WORK TO DO.
Copy exactly the run of lines that begins at the line with "[trace] canon camera -> outlines" and ends at the final line of the entries.

═════ GIVEN DATA ═════

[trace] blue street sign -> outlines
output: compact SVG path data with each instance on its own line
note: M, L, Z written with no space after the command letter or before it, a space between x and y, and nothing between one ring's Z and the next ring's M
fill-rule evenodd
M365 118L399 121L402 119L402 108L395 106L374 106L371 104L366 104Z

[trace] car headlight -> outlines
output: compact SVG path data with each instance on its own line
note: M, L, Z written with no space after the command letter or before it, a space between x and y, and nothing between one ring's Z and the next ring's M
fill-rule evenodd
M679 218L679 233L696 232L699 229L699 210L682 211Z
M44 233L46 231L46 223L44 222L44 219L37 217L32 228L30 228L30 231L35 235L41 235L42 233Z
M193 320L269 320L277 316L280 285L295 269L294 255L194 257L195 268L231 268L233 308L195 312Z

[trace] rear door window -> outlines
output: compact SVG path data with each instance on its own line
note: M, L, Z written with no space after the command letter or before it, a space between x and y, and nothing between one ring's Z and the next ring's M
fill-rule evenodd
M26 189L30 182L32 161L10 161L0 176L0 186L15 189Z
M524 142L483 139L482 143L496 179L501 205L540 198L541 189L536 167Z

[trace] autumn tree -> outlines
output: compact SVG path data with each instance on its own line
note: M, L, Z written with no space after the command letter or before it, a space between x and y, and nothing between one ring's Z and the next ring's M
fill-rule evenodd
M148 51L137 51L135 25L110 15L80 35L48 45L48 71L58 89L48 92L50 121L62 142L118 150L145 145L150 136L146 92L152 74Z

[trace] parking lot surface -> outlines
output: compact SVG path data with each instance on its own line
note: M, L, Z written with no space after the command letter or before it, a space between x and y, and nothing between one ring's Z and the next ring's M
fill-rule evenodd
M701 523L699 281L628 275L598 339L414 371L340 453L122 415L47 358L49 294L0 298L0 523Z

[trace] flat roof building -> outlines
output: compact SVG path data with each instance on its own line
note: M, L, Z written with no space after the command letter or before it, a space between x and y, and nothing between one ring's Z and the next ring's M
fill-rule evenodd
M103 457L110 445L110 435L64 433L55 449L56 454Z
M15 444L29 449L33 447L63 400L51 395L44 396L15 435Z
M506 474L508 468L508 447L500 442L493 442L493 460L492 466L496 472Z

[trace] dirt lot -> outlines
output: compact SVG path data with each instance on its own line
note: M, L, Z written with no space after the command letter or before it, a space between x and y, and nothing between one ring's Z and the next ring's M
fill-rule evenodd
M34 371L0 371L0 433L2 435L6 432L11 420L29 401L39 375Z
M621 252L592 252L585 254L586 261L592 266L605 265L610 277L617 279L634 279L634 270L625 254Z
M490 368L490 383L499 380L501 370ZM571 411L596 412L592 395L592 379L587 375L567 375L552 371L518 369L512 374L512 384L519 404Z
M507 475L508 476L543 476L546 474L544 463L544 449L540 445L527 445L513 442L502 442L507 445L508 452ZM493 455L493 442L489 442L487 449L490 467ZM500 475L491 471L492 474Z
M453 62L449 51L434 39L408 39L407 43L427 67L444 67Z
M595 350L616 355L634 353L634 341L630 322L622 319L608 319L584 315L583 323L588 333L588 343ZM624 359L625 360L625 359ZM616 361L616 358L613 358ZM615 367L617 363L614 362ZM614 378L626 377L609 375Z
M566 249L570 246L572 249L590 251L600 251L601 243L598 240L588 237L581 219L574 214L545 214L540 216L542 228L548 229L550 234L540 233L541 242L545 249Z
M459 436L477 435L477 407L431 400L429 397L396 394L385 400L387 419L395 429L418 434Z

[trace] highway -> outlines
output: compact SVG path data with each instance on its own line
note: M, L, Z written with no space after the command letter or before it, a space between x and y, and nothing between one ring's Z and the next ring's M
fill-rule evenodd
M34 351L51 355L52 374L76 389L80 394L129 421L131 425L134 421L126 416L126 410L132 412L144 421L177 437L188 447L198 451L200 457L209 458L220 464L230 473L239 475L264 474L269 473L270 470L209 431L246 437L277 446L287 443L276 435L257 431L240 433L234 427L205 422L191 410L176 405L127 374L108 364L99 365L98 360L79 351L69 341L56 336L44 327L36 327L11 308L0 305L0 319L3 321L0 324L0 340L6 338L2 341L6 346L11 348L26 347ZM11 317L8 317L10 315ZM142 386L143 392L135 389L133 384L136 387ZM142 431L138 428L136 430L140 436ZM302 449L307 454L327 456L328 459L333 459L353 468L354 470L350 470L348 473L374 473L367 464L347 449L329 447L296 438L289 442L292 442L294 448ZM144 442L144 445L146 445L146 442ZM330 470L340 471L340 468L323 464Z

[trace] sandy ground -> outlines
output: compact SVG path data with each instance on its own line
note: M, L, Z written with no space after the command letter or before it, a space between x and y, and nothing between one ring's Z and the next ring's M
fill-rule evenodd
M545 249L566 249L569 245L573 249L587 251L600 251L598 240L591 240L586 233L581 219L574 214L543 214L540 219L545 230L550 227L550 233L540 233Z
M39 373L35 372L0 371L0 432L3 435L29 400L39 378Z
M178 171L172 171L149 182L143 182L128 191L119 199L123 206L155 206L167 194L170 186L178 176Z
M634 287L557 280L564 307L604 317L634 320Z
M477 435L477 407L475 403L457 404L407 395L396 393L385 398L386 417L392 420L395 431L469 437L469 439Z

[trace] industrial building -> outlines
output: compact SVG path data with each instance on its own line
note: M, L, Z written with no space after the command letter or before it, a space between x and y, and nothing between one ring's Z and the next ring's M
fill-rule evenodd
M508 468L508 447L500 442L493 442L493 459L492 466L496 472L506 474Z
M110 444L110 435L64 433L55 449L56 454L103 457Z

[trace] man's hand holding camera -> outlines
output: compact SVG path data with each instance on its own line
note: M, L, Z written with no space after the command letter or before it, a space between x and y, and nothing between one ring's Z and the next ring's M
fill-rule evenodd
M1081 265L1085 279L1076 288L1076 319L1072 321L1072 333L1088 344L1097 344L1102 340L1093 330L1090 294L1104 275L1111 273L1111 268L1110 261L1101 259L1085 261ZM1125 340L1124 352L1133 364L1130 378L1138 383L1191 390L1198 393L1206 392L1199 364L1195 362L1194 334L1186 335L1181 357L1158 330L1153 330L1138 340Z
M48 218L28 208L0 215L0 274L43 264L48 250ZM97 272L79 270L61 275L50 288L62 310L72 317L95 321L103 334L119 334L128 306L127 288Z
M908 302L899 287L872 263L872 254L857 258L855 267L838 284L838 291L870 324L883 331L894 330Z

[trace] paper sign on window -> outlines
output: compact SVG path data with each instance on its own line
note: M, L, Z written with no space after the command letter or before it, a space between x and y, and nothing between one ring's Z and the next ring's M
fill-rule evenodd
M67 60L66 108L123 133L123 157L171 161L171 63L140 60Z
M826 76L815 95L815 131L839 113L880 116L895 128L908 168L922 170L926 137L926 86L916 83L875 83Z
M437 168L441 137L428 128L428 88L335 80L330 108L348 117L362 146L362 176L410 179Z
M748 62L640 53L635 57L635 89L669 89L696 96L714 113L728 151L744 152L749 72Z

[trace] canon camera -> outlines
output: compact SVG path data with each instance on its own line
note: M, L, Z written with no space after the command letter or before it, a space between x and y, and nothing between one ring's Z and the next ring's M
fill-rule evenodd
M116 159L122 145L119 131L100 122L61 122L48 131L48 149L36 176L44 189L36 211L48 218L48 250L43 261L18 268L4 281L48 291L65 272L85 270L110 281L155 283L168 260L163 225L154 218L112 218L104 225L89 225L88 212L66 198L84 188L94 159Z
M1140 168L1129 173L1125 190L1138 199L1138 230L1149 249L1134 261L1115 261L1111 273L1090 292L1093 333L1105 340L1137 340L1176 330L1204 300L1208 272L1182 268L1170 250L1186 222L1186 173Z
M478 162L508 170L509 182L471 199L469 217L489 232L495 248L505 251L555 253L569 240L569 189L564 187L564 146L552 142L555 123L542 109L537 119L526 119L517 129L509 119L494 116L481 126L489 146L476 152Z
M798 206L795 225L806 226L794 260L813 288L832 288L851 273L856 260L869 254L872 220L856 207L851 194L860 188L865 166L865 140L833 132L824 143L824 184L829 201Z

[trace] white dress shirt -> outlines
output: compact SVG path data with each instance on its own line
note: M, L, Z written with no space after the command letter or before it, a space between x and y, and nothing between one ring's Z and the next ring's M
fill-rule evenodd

═════

TASK RESPONSE.
[trace] canon camera -> outlines
output: compact SVG path data with each instance on its own line
note: M, L, Z written with no space after the command letter or before it, a space between x and y, and nothing between one ring's Z and the next ring's M
fill-rule evenodd
M116 159L122 145L119 131L100 122L61 122L48 131L48 149L36 176L44 189L36 211L48 218L48 250L43 261L18 268L4 281L48 291L65 272L85 270L110 281L155 283L168 260L163 225L154 218L112 218L104 225L89 225L88 212L66 198L84 188L94 159Z
M1140 168L1129 173L1125 190L1138 199L1138 230L1149 249L1134 261L1115 261L1111 273L1090 292L1093 333L1105 340L1137 340L1176 330L1204 300L1208 272L1182 268L1170 250L1186 222L1186 173Z
M478 162L508 170L509 182L471 199L469 217L489 232L495 248L505 251L555 253L569 240L569 189L564 187L564 146L552 142L555 123L542 109L537 119L526 119L517 129L509 119L494 116L481 126L489 146L476 152Z
M798 206L795 225L806 226L794 260L813 288L832 288L851 273L856 260L869 254L872 220L856 207L851 194L860 188L865 166L865 140L833 132L824 143L824 184L829 201Z

[trace] white dress shirt -> outlines
output: compact SVG path data with each instance on its own line
note: M, L, Z written with no space after the command letter or before it, a space between x and y, and nothing between one ring's Z and the next ring's M
fill-rule evenodd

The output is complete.